### What this task involves
After finding the line with "Find the headlight." in the entries below, retype exactly each line from there through the line with "Find the parked vehicle.", including that final line.

[Dataset entries]
*-*-*

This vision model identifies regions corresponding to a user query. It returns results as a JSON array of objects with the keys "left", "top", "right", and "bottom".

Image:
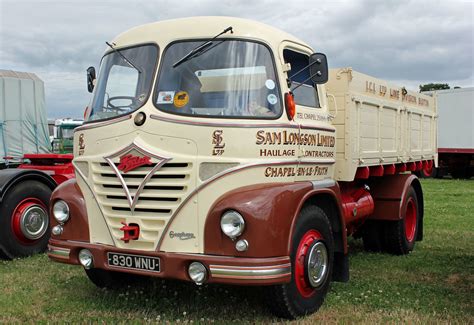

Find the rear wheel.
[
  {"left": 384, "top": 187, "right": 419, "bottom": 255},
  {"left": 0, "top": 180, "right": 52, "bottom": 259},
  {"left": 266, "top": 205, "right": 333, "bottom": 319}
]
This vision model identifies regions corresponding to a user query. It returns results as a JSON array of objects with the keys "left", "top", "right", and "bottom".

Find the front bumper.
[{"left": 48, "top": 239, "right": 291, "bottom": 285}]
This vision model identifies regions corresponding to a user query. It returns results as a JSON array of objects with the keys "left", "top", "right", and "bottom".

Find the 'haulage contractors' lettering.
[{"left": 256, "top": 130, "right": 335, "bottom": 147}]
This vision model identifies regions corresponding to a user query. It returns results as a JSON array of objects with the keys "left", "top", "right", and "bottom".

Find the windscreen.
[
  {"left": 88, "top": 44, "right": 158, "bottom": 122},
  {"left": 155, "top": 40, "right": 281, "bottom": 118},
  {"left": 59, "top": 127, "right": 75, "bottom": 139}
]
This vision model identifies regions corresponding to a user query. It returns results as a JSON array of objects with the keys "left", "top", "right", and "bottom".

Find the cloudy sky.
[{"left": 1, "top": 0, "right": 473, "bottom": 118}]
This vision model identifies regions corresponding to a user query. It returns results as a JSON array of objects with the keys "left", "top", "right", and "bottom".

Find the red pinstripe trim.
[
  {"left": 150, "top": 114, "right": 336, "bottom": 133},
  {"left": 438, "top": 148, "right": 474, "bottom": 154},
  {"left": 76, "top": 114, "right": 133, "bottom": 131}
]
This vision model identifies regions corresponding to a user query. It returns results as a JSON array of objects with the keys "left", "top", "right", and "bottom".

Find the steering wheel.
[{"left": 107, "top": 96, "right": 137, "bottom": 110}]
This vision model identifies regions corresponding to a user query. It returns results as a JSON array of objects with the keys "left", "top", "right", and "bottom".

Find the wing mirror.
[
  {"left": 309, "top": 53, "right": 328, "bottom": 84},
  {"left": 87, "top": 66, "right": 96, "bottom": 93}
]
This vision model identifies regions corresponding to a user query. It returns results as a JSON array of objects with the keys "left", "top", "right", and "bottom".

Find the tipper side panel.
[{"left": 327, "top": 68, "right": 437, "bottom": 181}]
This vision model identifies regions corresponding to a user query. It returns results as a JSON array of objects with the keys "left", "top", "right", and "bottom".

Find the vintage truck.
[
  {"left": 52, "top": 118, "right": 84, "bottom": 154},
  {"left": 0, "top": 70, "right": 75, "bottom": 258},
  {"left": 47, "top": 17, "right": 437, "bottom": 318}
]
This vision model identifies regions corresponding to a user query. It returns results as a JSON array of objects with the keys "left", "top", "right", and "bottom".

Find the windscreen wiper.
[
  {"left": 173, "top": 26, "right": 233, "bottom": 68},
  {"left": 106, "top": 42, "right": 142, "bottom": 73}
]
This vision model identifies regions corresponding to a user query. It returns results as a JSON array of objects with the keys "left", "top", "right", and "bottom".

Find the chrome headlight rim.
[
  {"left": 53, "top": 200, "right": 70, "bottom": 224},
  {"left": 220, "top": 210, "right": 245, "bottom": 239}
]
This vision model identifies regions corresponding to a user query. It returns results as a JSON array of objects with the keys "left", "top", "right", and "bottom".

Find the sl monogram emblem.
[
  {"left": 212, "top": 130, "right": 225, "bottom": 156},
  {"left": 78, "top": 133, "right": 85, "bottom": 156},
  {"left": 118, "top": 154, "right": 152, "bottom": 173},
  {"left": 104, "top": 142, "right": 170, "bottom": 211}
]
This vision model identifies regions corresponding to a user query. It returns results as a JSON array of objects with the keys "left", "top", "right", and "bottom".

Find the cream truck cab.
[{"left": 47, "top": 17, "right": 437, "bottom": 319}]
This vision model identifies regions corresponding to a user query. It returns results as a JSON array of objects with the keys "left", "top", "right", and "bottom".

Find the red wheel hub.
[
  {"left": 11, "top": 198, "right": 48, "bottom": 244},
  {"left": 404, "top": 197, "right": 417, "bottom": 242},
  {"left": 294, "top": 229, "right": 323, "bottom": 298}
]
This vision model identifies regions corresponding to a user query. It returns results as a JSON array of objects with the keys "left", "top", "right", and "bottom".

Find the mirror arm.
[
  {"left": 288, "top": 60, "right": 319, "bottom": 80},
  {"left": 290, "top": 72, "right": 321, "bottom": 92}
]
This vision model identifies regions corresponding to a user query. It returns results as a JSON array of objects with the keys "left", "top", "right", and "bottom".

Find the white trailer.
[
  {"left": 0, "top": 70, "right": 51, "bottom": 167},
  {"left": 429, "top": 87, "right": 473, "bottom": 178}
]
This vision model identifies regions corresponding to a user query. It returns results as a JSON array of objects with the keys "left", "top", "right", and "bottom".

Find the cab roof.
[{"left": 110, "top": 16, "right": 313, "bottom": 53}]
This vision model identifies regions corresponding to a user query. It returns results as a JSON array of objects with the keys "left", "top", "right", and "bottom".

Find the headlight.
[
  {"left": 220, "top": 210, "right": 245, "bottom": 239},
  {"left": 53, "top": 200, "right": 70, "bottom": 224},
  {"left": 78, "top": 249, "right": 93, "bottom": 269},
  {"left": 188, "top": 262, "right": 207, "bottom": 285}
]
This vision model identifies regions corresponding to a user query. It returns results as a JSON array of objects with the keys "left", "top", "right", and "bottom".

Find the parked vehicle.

*-*-*

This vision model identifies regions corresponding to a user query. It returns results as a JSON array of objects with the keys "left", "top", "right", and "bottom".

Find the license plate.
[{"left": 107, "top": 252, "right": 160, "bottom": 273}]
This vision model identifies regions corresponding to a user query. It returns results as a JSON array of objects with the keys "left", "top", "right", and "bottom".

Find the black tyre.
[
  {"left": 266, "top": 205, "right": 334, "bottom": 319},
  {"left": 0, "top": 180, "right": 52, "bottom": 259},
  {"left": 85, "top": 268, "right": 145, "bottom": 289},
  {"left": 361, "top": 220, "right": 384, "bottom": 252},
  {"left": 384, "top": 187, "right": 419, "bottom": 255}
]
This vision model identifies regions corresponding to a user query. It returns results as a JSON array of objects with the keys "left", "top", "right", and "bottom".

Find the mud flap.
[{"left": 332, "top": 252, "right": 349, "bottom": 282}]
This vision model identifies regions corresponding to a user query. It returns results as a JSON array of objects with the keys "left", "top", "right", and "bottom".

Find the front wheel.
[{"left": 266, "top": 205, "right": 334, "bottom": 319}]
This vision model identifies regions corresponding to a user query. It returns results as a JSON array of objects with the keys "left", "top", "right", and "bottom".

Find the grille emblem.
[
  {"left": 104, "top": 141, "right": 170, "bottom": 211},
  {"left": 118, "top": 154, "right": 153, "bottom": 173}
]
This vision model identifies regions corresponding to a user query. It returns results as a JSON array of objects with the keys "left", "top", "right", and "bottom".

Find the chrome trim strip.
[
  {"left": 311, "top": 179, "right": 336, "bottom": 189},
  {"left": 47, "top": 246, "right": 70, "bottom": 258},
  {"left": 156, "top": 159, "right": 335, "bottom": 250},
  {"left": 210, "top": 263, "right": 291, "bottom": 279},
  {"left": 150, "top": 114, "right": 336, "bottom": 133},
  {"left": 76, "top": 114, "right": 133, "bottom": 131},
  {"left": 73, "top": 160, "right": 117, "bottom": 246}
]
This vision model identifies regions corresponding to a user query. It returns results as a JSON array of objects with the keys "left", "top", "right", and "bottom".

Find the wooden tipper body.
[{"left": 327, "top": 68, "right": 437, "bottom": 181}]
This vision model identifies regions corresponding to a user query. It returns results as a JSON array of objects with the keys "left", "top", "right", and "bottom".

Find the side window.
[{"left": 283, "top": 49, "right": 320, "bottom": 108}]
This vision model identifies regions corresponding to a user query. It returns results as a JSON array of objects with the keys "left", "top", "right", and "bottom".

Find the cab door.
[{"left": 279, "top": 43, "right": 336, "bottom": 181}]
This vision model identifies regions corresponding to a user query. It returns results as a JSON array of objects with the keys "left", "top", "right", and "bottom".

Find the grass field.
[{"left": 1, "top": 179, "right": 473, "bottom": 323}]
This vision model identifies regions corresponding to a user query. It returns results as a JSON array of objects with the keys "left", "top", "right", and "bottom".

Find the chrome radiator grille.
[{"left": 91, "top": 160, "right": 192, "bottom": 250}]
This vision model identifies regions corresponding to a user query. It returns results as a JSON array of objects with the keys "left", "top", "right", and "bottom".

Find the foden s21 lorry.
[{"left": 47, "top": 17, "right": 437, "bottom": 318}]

*-*-*

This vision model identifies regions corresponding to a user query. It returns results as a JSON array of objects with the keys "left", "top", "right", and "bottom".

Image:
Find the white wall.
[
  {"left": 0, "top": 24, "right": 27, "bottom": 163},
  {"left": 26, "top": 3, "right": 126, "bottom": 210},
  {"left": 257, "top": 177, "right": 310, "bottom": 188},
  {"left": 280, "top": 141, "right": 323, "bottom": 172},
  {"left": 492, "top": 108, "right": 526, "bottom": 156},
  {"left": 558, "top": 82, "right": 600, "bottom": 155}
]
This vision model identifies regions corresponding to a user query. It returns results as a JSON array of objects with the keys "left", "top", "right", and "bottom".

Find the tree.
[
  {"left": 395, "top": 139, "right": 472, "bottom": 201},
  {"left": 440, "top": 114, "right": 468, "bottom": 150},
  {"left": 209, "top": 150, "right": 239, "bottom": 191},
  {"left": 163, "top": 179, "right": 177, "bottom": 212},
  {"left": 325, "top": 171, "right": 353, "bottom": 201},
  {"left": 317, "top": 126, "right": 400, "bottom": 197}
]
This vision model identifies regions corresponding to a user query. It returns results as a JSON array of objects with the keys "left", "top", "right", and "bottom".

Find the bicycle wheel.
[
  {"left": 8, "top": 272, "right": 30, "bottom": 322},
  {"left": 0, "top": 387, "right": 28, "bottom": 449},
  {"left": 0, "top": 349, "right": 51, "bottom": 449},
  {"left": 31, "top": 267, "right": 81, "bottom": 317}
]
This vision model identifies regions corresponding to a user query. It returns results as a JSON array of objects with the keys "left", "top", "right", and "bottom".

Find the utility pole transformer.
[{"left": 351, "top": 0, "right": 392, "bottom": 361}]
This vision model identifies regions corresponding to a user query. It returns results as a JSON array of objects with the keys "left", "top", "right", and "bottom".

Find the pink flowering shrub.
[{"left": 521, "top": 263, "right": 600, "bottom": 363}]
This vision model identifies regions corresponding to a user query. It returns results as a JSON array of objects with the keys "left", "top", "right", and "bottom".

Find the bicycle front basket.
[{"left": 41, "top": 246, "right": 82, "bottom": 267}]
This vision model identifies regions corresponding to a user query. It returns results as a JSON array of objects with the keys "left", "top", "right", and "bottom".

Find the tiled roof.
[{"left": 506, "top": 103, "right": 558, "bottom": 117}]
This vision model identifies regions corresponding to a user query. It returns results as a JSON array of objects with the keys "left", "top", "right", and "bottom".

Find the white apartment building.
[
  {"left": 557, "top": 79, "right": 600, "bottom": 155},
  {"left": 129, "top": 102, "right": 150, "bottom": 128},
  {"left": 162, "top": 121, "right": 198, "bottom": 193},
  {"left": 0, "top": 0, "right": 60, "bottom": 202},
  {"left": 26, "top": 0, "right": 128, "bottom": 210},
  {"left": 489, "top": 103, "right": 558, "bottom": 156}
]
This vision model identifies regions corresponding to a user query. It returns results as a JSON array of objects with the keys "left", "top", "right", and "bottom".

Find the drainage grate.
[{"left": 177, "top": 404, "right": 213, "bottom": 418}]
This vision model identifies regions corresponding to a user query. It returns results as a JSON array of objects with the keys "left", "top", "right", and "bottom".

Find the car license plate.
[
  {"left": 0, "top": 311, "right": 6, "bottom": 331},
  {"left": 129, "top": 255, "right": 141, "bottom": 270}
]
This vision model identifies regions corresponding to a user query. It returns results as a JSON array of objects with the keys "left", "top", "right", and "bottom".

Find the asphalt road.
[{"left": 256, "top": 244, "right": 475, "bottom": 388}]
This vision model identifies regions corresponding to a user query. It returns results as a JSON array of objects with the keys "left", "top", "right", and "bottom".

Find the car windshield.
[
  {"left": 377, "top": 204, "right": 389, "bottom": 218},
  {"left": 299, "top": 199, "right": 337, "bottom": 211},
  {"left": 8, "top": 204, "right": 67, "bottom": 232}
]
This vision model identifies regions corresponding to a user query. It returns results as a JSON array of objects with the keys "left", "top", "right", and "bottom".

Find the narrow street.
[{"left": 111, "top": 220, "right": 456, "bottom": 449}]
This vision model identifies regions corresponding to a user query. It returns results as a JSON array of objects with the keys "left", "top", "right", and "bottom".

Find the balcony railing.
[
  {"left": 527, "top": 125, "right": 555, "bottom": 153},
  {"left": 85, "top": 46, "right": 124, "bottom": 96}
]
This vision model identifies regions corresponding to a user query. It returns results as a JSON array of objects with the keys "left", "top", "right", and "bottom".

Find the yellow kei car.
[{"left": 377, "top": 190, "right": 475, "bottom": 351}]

*-*-*

### Result
Find the headlight.
[
  {"left": 220, "top": 210, "right": 245, "bottom": 239},
  {"left": 53, "top": 200, "right": 70, "bottom": 224},
  {"left": 78, "top": 249, "right": 93, "bottom": 269},
  {"left": 188, "top": 262, "right": 207, "bottom": 285}
]
This vision model identifies regions corresponding to a user query. It returns results as a JSON array of objects with the keys "left", "top", "right", and "bottom".

Find the parked vehicle.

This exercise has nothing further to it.